# Assigned task 1
In the text on refugee family reunification, duplicate the passage starting at "Bonding between parents" and ending at "traumata under separation.".
# Assigned task 2
According to the text on refugee family reunification, whom can refugees and immigrants settled in Norway apply to be reunited with?
Text block Start Marker
This presentation is based on research as well as clinical and
consultation work with refugee parents and children re-united in
Norway after several years of separation.
Refugees and immigrants settled in Norway have the right to apply for
family reunification with spouse, children under eighteen years old,
or with their parents when the refugee is a minor. Family
reunifications are often the result of several years of longing and
searching for each other, while going though long and demanding
bureaucratic processes. All the involved - children, parents, as well
as those working with them - become deeply involved and have great
expectations of a successful reunion. This new period in a family
life forces all members to experience some kind of re-adaptation and
far too often seems to be threatened by unresolved grief,
re-attachment difficulties, new roles within the family. The
exigencies of a new country, language and school system while being
under less fortunate socio-economical conditions is also an extra
burden for re-united families. Parents may therefore fail to
accomplish their children's expected role as omnipotent providers.
Bonding between parents and children may have been severed due to
separation. On the other hand both children and parents can be extra
vulnerable after experiencing severe traumata under separation.
Parents we have met -most often mothers- had undergone imprisonment,
torture and/ or bereavement, which contributed to a numbing or
"freezing" of normal, warm feelings in intimate relations. Children,
however, could be grieving for loved grand parents or other family
members who took care of them before reunion, but they may as well
have been suffering from neglect and abuse while their parents were
absent. Parental attempts to regain their lost role as primary carer
for their children, asking for lessons and family chores to be done
or setting limits to unwanted behaviour may pave the way for
conflicts.
Text block End Marker
Data extract Start Marker
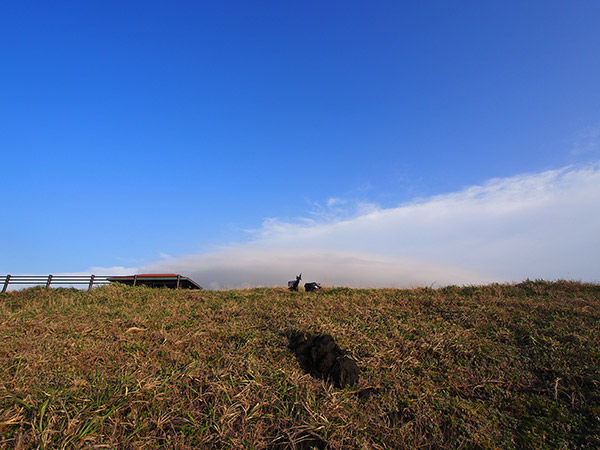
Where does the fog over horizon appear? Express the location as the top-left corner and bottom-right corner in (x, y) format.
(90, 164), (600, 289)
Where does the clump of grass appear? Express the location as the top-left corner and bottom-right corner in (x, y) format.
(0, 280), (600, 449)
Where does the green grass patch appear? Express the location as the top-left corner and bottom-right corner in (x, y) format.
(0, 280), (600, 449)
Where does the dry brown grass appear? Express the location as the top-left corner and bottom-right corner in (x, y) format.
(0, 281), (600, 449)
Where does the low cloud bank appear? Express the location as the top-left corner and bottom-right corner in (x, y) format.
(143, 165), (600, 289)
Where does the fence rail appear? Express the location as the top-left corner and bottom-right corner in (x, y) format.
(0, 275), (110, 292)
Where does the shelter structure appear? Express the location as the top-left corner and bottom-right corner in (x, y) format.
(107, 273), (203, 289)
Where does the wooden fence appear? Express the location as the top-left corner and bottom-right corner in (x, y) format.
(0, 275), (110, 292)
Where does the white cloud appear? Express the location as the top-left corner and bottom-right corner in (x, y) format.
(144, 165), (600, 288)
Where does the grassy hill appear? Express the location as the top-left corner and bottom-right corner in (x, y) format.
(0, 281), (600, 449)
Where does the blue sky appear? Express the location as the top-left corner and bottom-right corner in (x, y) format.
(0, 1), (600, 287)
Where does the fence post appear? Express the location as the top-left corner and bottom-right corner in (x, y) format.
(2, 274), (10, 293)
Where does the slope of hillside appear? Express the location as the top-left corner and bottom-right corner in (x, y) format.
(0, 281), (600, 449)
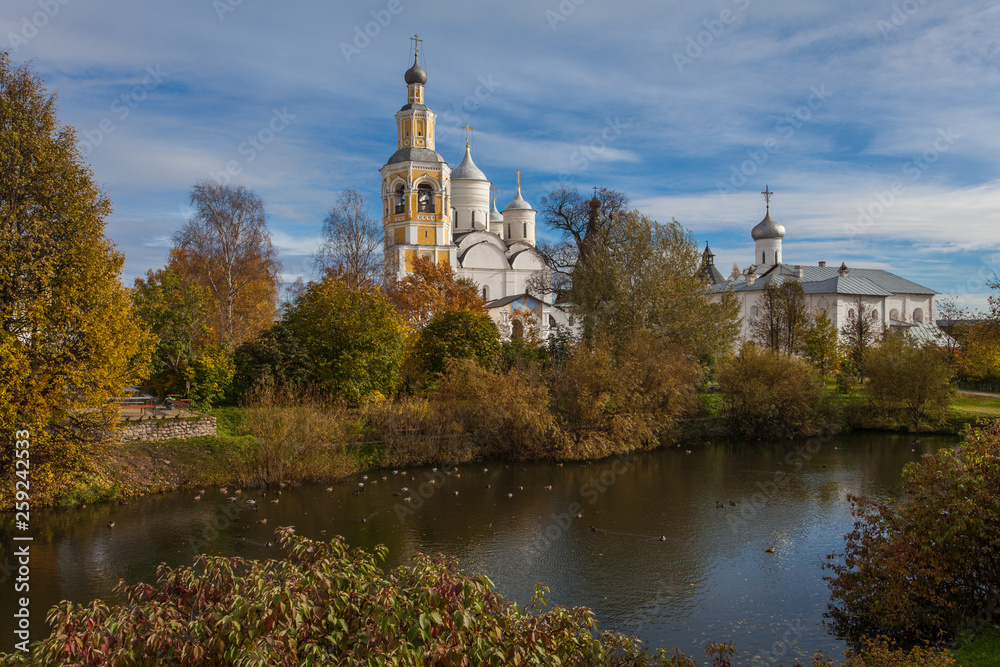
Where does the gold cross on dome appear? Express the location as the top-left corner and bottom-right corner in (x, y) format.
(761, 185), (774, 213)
Data extract End Marker
Data extract Start Marker
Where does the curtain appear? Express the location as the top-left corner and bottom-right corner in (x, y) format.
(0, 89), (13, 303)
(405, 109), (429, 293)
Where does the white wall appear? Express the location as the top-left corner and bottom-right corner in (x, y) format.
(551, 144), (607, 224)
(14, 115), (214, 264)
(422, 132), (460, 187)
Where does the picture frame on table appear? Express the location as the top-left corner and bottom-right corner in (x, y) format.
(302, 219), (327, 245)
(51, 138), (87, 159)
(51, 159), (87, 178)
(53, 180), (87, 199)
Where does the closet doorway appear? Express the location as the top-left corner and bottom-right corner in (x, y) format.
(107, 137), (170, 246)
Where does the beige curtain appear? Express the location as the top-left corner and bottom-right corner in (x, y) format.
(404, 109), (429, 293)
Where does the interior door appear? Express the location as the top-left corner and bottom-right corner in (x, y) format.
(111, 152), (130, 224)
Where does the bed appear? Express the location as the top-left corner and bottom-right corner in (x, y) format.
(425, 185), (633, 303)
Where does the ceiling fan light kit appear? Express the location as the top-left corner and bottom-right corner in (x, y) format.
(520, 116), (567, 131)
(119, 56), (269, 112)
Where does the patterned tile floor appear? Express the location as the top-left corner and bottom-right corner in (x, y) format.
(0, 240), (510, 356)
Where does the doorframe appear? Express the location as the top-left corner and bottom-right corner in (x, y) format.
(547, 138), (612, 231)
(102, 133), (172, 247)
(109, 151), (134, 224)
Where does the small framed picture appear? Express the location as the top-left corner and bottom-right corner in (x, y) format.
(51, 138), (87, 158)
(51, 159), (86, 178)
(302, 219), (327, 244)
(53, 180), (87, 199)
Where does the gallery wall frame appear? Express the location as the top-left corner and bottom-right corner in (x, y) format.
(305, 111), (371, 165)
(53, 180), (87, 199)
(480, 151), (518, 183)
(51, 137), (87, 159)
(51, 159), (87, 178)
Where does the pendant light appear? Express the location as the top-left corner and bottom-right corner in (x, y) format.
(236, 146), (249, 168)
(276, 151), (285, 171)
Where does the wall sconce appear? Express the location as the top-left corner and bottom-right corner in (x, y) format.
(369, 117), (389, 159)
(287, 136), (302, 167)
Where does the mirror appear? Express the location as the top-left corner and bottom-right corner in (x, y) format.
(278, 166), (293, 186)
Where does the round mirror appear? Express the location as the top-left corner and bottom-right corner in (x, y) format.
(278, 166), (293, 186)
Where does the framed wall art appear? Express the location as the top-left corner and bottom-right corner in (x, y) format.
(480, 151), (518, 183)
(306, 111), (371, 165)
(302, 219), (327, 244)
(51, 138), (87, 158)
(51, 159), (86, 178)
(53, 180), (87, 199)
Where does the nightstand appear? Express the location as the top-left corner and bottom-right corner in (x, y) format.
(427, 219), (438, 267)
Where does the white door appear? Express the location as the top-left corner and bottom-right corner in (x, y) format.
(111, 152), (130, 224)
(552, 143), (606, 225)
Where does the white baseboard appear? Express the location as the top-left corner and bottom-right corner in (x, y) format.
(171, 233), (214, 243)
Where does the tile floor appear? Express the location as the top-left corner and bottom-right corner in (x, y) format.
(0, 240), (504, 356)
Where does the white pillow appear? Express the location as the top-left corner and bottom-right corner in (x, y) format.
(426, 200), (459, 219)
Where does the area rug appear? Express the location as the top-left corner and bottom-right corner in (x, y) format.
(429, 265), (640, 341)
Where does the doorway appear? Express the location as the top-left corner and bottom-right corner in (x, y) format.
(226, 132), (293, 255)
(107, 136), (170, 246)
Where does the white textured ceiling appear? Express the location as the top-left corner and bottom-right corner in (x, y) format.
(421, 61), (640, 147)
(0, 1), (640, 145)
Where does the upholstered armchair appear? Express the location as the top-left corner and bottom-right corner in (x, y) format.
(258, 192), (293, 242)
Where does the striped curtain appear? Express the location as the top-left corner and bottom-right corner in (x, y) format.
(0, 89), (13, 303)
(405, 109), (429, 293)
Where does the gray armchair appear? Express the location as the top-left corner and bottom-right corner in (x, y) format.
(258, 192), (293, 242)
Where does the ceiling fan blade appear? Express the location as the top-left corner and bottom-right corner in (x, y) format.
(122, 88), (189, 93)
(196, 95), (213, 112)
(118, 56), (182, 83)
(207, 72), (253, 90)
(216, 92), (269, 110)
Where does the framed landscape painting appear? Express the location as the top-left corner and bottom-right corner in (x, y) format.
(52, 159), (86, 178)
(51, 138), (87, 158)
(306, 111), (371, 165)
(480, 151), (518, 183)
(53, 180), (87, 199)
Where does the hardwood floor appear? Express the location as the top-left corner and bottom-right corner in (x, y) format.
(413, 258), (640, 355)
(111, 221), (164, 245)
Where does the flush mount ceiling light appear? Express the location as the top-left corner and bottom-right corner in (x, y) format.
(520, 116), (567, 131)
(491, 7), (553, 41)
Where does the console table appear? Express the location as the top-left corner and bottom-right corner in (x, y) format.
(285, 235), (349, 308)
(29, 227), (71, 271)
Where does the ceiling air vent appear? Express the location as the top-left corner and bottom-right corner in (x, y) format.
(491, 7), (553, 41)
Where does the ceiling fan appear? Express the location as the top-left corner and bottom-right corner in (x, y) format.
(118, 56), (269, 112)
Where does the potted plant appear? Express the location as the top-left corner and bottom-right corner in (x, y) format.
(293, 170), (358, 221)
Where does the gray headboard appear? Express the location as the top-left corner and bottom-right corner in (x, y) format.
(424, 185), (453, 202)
Data extract End Marker
# Result 1
Bonding between parents and children may have been severed due to
separation. On the other hand both children and parents can be extra
vulnerable after experiencing severe traumata under separation.

# Result 2
They can apply for reunification with a spouse, with children under eighteen years old, or with their parents when the refugee is a minor.